* _Source material_:
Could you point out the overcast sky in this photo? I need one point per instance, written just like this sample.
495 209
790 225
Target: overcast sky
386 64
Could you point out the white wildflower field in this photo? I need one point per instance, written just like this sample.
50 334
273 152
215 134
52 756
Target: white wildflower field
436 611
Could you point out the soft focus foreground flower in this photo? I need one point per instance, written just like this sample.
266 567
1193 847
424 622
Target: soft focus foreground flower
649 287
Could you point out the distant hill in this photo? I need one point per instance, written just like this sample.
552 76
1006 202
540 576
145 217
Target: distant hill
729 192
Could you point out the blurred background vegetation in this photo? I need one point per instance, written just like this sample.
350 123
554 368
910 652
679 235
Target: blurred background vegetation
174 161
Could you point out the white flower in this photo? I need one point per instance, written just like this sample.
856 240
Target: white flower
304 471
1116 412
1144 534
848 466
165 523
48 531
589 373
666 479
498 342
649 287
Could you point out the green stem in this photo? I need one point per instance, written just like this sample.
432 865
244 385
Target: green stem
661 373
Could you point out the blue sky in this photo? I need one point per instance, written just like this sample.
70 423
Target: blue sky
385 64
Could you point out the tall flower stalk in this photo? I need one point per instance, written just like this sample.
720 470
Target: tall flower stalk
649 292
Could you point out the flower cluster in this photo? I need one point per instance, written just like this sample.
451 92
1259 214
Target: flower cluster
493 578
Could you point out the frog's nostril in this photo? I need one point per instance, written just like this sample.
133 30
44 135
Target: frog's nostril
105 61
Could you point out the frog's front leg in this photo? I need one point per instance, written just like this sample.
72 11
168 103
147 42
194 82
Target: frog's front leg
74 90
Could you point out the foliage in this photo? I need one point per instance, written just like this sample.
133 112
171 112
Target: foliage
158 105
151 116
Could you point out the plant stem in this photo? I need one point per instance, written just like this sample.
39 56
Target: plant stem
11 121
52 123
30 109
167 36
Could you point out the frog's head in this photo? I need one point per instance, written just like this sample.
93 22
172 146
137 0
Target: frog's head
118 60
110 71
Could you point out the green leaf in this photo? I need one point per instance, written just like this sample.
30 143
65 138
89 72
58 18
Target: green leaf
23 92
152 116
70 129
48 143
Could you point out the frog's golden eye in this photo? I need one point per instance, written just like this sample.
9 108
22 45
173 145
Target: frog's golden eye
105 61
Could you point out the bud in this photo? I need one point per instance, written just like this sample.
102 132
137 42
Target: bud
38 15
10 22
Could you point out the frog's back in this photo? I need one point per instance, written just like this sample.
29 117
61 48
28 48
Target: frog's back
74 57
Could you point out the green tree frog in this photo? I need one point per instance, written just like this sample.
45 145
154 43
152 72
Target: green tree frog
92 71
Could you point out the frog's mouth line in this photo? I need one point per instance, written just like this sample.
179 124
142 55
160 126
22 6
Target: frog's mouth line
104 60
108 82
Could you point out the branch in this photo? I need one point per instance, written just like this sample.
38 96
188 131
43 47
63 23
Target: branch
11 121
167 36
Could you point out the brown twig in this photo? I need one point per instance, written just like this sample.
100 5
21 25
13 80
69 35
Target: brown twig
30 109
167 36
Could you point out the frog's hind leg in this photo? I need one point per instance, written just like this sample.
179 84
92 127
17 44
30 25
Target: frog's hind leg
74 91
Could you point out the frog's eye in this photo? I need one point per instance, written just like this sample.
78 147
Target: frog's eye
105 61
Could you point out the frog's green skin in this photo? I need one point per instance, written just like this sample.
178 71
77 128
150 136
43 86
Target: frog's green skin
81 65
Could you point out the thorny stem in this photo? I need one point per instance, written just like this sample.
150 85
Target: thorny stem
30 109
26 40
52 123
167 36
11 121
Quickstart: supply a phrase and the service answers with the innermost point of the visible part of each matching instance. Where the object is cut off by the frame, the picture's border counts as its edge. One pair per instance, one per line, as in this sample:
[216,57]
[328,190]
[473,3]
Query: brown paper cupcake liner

* _Stated problem_:
Repeat only the lines running from the line that contains "Could you point out the brown" through the last line above, inclusive.

* _Task result_:
Could you point out the brown twig in this photo? I need one point per instance, written just like this sample.
100 5
21 25
13 80
69 35
Target: brown twig
30 109
167 36
Could you point out the frog's hind leg in this photo? I need one point per instance, written just like this sample.
179 84
92 127
17 44
30 25
Target: frog's hind leg
74 91
Could you point out the frog's eye in this photo? I need one point per instance, written just like this sample.
78 147
Target: frog's eye
105 61
Could you point out the frog's green skin in this photo? I need one point per instance, written just like this sample.
178 71
77 128
150 136
43 86
Target: frog's green skin
81 65
Could you point out the thorny stem in this photo? I need one point per instance, written just like this sample.
150 85
Target: thorny stem
30 109
26 40
52 123
167 36
11 121
Quickstart: supply a phrase and the service answers with the innermost point of the visible part of each matching instance. Where the object is cut off by the frame, the picture's border counts as its edge. One pair per instance, one per line, as in this sample:
[216,57]
[328,190]
[473,3]
Query: brown paper cupcake liner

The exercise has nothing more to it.